What you need to do:
(1) In the splines notebook below, recast the note that begins "-requires unique sorted values" as a short bulleted list that keeps its points.
(2) Extend the splines notebook below, picking up right after its final line.

Splines¶

In [1]:
import sklearn
import matplotlib.pyplot as plt
import numpy as np
import pandas as pd

from scipy.interpolate import make_smoothing_spline

from sklearn.model_selection import cross_val_score,train_test_split

from sklearn.linear_model import LinearRegression
from sklearn.neighbors import KNeighborsRegressor

from scipy.interpolate import RBFInterpolator, InterpolatedUnivariateSpline

cm = 1/2.54  # centimeters in inches

np.random.seed(0)

Preprocessing¶

In [2]:
data0=pd.read_csv('data/spnbmd.csv')

# train-test split
#data,data_test = train_test_split(data0, random_state=0)
#(data.shape, data_test.shape)

# no train test split today
data=data0
mal0=data[data.sex=='mal'].sort_values('age')
fem0=data[data.sex=='fem'].sort_values('age')
In [3]:
set(data.ethnic)
Out[3]:
{'Asian', 'Black', 'Hispanic', 'White'}
In [13]:
temp=data[data.sex=='mal'].sort_values('age')
a0=temp[(temp.age>21.5) ]
a0[(a0.age<22.5)]['spnbmd'].mean()
Out[13]:
1.0701538461538462

Spline¶

-requires unique sorted values -weights to specify multiple records; calculate the average

In [5]:
mal=mal0.groupby('age')['spnbmd'].mean()
fem=fem0.groupby('age')['spnbmd'].mean()
w_mal=mal0.groupby('age')['spnbmd'].count()
w_fem=fem0.groupby('age')['spnbmd'].count()
In [6]:
plt.subplots(figsize=(25*cm, 13*cm))

for (dat,w,label,color) in zip([mal, fem],[w_mal, w_fem],['mal','fem'],['blue','red']):
    plt.plot(dat,'.', label='{}'.format(label),color=color)
    spl = make_smoothing_spline(dat.index,dat.values, w=w,lam=None)
    print(label, spl([[22]]))

    plt.plot(dat.index, spl(dat.index), '-.', label=fr'$\lambda=${label}',color=color)


plt.ylabel('spnbmd')
plt.xlabel('age')
plt.title('Spline fit: age to spnbmd')
plt.ylim(0.6,1.4)


plt.legend()

Data entries:
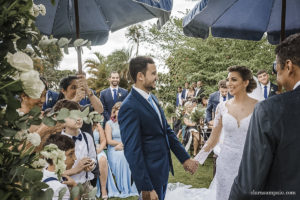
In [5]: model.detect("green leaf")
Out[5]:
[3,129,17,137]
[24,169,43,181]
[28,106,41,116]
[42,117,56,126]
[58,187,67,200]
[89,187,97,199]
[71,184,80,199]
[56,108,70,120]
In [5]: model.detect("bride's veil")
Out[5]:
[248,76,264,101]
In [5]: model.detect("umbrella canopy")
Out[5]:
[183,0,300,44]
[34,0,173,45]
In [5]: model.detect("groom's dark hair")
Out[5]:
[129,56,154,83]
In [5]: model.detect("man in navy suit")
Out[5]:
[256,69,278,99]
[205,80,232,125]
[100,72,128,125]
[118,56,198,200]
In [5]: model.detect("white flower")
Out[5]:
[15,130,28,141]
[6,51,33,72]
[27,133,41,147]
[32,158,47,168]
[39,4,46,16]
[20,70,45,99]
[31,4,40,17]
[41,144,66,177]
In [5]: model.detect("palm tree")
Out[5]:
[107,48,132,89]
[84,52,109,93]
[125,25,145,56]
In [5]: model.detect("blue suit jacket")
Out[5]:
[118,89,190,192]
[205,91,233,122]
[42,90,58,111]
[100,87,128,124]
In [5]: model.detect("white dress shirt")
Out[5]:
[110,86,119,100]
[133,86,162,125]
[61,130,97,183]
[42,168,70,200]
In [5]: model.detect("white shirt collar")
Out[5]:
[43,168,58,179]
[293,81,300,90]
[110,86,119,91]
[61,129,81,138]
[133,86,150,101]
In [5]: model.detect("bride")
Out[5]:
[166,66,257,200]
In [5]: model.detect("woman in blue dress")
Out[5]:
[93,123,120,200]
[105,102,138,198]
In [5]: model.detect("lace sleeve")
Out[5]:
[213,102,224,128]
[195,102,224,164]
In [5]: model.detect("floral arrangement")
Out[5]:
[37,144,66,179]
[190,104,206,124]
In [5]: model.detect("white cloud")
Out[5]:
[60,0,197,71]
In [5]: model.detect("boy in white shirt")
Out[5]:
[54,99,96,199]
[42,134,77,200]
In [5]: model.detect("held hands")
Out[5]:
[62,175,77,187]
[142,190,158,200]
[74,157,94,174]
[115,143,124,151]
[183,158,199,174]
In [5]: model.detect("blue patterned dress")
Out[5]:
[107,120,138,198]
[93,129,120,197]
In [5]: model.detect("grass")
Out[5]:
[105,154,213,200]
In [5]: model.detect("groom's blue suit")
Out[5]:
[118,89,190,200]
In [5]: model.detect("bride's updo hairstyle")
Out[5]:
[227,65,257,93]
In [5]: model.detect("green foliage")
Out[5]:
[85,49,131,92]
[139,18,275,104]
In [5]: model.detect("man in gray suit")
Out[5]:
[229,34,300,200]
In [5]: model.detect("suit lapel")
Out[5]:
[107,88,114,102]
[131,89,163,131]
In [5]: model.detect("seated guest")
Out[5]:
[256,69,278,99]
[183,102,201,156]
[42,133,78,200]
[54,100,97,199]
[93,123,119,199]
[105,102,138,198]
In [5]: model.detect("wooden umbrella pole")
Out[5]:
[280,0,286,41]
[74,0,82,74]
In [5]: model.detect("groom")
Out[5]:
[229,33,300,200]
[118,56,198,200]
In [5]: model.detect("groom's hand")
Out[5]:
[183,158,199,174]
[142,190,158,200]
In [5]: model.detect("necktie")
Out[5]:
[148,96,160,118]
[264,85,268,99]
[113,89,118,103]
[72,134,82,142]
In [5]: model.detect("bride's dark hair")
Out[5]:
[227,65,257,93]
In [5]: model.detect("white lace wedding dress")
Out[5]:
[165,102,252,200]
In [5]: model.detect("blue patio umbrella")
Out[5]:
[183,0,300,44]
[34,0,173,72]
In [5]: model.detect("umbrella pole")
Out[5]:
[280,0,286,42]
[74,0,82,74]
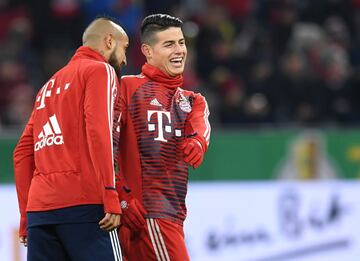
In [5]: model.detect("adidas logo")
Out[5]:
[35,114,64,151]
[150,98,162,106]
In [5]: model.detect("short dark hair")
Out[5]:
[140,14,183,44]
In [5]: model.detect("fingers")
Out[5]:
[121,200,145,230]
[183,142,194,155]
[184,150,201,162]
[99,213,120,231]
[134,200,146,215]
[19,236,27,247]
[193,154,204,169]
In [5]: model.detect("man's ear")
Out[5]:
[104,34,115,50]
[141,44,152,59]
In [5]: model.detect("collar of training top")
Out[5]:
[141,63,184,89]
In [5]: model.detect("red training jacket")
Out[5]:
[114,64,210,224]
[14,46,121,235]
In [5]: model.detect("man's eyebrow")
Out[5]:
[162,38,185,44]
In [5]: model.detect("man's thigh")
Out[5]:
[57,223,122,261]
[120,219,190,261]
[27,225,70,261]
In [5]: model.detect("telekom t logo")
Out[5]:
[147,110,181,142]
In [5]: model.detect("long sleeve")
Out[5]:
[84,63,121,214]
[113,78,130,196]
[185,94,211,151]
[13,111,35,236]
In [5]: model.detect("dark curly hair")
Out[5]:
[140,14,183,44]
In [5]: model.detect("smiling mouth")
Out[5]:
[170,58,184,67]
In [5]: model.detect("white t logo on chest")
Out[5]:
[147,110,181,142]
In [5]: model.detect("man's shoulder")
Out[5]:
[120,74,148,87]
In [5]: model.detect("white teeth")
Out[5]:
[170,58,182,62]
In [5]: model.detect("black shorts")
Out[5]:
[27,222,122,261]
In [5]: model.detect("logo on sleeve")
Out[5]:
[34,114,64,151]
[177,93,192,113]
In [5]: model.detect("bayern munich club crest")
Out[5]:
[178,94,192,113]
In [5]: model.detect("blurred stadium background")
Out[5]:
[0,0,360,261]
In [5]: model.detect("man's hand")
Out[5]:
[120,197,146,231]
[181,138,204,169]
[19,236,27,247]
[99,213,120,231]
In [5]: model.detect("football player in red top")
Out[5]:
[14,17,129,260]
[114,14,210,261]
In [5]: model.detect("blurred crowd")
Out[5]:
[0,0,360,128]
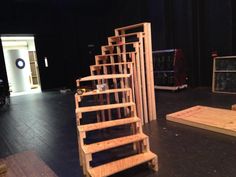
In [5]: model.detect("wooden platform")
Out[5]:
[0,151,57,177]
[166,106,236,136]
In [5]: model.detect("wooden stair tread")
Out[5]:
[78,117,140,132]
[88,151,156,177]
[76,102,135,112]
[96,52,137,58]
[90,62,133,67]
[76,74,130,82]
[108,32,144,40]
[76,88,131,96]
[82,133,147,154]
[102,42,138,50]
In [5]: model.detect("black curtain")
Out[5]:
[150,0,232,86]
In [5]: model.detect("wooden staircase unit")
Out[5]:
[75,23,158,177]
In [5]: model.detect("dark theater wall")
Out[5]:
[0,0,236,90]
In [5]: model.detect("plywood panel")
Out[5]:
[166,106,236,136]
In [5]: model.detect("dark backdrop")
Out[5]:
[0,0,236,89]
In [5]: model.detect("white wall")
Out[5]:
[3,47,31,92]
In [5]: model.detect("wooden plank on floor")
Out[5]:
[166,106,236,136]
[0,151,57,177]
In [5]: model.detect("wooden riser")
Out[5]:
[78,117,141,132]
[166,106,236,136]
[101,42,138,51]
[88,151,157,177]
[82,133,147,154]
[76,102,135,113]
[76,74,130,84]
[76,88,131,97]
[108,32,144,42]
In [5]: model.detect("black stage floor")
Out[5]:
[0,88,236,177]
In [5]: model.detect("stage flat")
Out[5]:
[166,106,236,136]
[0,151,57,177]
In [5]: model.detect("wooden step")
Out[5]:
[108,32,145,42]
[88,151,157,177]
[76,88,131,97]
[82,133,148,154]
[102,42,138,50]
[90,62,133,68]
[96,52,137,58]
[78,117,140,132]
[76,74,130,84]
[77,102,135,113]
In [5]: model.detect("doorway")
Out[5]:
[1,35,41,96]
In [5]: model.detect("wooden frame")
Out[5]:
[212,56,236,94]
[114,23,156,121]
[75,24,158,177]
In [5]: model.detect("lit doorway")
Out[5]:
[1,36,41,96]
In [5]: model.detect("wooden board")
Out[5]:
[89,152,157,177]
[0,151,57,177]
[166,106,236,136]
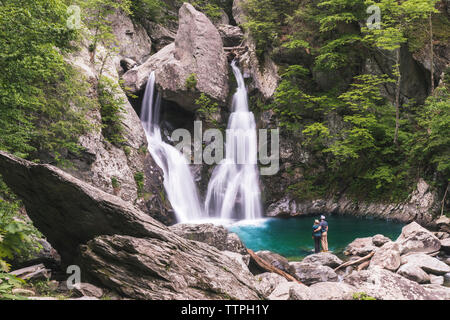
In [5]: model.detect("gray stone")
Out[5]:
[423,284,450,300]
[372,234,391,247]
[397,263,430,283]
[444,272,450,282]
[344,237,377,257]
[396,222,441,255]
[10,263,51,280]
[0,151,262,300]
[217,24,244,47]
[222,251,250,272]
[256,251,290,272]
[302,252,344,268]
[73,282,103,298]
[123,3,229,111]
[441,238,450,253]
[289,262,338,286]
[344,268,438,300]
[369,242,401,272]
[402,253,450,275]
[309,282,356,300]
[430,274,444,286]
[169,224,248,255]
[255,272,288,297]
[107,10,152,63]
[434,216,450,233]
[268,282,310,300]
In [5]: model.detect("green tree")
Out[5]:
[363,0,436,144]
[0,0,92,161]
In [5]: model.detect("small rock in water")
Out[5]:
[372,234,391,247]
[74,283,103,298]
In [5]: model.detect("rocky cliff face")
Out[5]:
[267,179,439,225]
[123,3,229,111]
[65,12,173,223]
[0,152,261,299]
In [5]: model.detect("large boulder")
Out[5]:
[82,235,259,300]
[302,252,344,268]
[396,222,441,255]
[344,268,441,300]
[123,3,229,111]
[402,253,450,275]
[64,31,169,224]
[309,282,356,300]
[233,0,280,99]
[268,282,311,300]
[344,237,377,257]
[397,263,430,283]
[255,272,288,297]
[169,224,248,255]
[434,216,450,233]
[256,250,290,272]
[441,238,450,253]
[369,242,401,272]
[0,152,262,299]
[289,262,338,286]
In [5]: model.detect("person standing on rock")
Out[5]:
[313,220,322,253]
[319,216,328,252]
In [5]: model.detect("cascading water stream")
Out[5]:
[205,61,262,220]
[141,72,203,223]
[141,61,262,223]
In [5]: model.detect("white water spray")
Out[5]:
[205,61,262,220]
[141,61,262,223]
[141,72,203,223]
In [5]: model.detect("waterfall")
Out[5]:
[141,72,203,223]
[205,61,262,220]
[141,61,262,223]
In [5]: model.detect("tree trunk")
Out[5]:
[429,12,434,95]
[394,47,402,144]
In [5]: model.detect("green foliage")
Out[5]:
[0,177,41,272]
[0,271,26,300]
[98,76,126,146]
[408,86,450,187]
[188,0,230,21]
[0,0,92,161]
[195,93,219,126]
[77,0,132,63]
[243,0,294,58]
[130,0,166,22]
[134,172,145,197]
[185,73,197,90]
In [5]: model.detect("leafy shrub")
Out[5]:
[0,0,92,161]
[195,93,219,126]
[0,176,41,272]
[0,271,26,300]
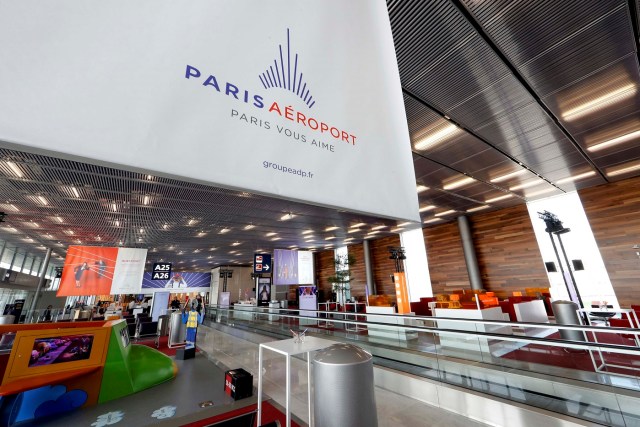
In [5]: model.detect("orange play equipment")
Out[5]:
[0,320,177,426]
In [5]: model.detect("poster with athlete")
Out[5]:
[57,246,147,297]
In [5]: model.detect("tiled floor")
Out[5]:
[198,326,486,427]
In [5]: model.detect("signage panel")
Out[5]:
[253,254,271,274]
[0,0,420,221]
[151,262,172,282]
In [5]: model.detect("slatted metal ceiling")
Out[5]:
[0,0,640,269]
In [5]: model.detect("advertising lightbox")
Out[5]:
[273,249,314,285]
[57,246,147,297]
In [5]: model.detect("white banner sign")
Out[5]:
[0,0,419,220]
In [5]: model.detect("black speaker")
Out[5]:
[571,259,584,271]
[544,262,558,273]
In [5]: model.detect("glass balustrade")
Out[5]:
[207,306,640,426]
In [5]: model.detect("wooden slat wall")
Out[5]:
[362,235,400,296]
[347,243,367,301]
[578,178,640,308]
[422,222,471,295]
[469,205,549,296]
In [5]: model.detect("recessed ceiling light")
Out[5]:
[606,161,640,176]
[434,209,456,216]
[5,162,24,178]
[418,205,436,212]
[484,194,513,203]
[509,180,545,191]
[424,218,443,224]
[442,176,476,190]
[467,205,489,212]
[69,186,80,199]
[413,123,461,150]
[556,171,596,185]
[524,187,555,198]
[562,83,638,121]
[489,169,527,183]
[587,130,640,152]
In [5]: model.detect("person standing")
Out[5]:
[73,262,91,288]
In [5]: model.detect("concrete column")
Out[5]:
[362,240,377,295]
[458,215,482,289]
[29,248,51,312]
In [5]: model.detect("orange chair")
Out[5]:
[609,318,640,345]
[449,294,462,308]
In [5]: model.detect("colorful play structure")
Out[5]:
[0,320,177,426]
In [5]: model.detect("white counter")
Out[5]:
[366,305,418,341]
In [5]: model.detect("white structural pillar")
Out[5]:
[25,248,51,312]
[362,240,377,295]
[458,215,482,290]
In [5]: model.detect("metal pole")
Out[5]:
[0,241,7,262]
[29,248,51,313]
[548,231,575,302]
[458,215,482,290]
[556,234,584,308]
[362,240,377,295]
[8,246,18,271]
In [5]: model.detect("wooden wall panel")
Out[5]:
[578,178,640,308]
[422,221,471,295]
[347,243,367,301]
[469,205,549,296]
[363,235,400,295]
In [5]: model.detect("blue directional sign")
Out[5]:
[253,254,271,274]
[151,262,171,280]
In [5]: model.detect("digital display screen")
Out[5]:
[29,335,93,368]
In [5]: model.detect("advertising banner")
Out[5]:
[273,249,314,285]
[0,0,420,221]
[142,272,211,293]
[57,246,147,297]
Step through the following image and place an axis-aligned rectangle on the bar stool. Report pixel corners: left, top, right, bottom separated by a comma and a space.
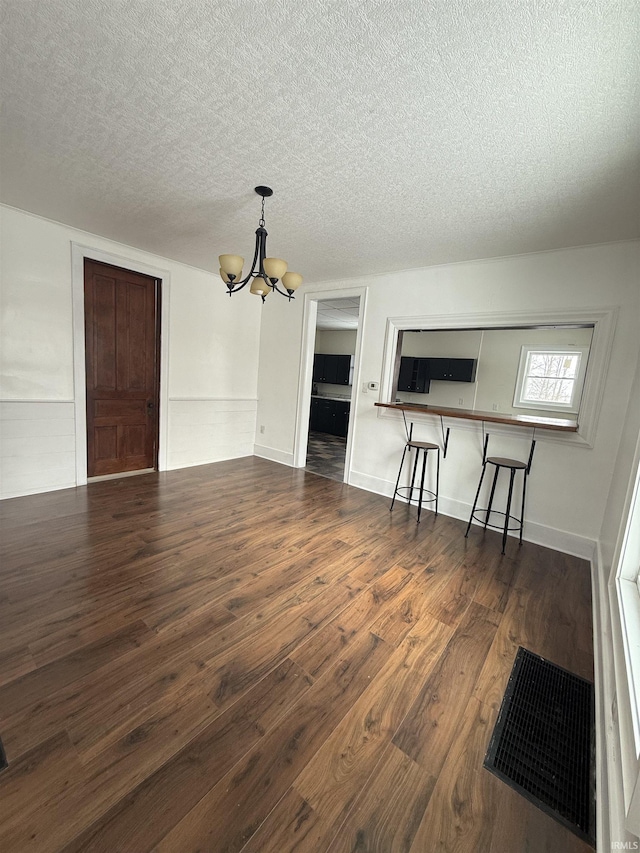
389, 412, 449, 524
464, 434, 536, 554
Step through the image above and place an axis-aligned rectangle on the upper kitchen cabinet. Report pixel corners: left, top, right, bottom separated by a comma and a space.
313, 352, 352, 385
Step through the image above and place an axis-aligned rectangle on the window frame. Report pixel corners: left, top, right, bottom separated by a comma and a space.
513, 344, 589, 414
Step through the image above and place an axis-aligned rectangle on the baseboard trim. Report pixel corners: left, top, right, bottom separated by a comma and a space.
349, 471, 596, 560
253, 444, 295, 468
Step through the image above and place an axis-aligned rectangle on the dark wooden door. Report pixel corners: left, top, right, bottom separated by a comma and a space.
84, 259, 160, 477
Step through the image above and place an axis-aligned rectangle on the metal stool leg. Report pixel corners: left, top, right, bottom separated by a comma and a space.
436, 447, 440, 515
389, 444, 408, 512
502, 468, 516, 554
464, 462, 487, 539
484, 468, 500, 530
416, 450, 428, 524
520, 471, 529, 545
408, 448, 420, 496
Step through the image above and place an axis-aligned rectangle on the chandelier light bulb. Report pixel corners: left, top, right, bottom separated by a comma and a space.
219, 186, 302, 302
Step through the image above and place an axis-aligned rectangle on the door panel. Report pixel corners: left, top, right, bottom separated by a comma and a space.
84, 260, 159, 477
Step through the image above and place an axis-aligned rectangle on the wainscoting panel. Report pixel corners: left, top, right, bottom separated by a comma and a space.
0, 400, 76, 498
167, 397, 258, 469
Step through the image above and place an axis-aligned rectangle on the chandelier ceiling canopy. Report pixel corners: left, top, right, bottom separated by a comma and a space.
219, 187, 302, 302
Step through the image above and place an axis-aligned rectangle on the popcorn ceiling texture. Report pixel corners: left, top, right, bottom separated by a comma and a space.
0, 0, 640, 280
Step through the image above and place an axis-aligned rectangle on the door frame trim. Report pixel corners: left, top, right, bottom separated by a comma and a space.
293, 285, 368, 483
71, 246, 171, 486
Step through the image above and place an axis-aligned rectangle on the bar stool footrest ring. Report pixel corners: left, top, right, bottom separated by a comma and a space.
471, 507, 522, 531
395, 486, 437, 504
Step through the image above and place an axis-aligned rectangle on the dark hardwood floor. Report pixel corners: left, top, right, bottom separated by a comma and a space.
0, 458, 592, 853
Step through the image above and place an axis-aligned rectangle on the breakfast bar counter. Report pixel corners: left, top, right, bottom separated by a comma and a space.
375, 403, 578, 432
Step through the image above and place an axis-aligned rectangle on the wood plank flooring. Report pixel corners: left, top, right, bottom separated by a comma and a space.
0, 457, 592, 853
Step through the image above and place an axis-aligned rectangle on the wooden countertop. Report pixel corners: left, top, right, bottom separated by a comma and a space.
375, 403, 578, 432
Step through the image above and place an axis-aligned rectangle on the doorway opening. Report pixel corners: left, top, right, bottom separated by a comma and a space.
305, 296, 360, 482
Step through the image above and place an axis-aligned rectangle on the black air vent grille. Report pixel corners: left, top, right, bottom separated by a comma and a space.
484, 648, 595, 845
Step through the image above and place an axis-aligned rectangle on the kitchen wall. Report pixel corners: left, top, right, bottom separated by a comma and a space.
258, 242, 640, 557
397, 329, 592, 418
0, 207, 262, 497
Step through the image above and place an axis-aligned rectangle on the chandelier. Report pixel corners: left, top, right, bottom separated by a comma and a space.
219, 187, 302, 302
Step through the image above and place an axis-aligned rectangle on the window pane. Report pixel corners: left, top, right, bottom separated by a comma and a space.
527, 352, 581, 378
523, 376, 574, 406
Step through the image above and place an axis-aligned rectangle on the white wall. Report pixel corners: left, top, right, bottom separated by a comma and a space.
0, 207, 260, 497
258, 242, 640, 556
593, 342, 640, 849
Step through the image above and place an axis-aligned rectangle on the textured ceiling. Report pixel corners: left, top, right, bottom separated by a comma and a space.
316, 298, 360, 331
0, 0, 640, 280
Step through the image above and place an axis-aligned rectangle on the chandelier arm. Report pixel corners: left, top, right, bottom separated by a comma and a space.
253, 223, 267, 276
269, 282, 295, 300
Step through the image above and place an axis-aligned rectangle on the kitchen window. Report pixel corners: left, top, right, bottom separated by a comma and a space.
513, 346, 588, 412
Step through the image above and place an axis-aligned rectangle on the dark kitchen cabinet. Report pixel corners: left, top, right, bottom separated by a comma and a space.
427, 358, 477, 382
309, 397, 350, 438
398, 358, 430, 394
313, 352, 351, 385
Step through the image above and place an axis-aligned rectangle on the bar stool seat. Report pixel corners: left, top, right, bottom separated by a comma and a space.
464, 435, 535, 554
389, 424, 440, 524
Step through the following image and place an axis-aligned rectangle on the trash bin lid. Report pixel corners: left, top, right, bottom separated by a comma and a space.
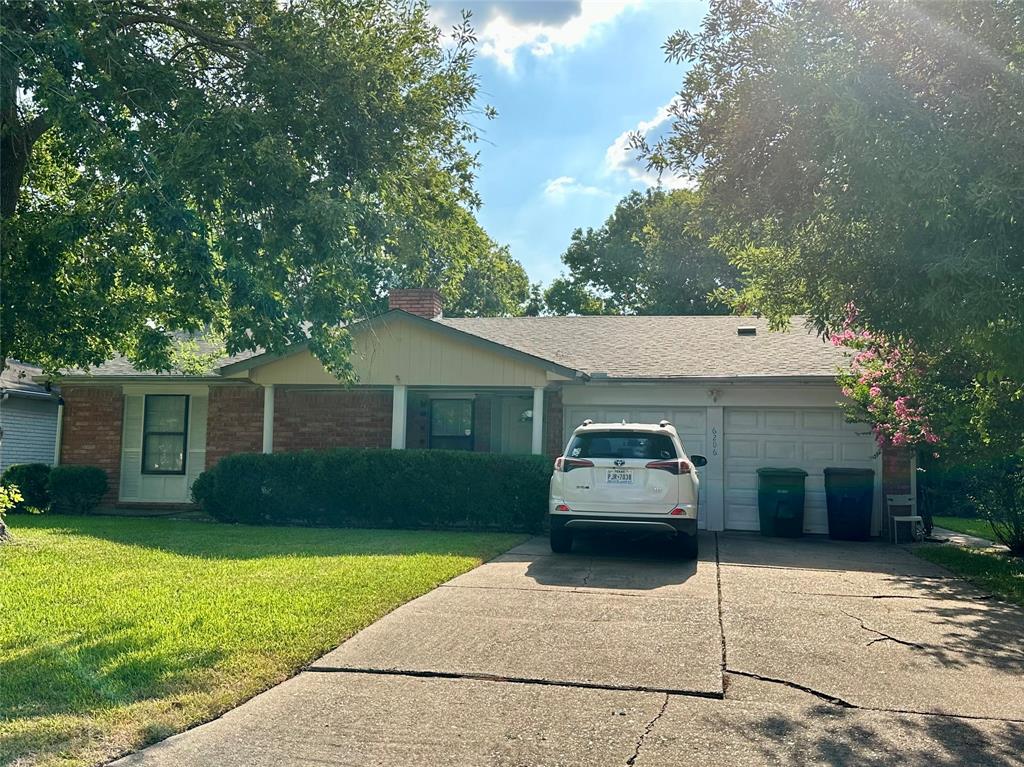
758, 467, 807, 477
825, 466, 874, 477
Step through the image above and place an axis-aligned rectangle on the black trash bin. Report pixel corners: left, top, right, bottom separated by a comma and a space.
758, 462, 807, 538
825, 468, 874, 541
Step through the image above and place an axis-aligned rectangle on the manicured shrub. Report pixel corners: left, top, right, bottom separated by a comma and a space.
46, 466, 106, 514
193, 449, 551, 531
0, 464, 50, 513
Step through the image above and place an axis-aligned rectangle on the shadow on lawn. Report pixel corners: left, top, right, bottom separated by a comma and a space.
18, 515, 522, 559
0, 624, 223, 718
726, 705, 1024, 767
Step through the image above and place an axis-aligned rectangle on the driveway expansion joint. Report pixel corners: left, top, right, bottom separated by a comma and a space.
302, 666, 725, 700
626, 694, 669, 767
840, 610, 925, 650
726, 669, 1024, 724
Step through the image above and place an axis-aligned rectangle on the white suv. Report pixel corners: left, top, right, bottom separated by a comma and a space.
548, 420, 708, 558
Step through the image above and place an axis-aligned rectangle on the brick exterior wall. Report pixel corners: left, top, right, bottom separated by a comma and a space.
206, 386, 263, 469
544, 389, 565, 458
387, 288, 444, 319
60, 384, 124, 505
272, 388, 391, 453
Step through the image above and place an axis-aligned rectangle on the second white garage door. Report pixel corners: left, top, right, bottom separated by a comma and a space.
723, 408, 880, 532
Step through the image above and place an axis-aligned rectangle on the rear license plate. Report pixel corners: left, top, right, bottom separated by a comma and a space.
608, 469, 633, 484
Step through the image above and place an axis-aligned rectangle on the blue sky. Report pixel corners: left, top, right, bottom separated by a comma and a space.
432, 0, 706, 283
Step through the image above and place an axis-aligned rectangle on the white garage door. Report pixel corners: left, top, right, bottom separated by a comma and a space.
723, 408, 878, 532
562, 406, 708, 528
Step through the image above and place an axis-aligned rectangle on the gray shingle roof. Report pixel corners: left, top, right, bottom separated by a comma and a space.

Exercise results:
(1)
- Requires unique, sorted values.
- Use weights to specify multiple records.
- Calculate the average.

(2)
plt.savefig('figures/spline.pdf')
plt.show()

mal [[1.0467112]]
fem [[1.07211489]]

Linear Regression¶

In [7]:
plt.subplots(figsize=(25*cm, 13*cm))

for (dat,w,label,color) in zip([mal0[['age','spnbmd']], fem0[['age','spnbmd']]],[w_mal, w_fem],
                                ['mal','fem'],['blue','red']):
    plt.plot(dat.age, dat.spnbmd,'.',color=color)
    
    clf = LinearRegression().fit((dat.age).values.reshape(-1, 1), (dat.spnbmd.values).reshape(-1, 1))
    y_model=clf.predict((dat.age).values.reshape(-1, 1))
    print(label, clf.predict([[22]]))
    plt.plot((dat.age).values.reshape(-1, 1), y_model, '-.', label=fr'$\lambda=${label}',color=color)

plt.ylabel('spnbmd')
plt.xlabel('age')
plt.title('Linear Regression: age to spnbmd')
plt.ylim(0.6,1.4)


plt.legend()
plt.savefig('figures/linear.pdf')

plt.show()

mal [[1.07577629]]
fem [[1.10776122]]

k-Nearest Neighbours¶

In [8]:
plt.subplots(figsize=(25*cm, 13*cm))

for (dat,w,label,color) in zip([mal0[['age','spnbmd']], fem0[['age','spnbmd']]],[w_mal, w_fem],
                                ['mal','fem'],['blue','red']):
    plt.plot(dat.age, dat.spnbmd,'.',color=color,alpha=0.2)
    
    clf = KNeighborsRegressor(n_neighbors=50).fit((dat.age).values.reshape(-1, 1), (dat.spnbmd.values).reshape(-1, 1))
    y_model=clf.predict((dat.age).values.reshape(-1, 1))
    print(label, clf.predict([[22]]))
    plt.plot((dat.age).values.reshape(-1, 1), y_model, '-', label=fr'{label}',color=color)


plt.ylabel('spnbmd')
plt.xlabel('age')
plt.title('kNN average: age to spnbmd')
plt.ylim(0.6,1.4)


plt.legend()
plt.savefig('figures/kNN.pdf')

plt.show()

mal [[1.03902]]
fem [[1.06728]]
In [14]:
# The previous model is better. This is just averaging.

plt.subplots(figsize=(25*cm, 13*cm))

for (dat,w,label,color) in zip([mal0[['age','spnbmd']], fem0[['age','spnbmd']]],[w_mal, w_fem],
                                ['mal','fem'],['blue','red']):
    plt.plot(dat.age, dat.spnbmd,'.',color=color)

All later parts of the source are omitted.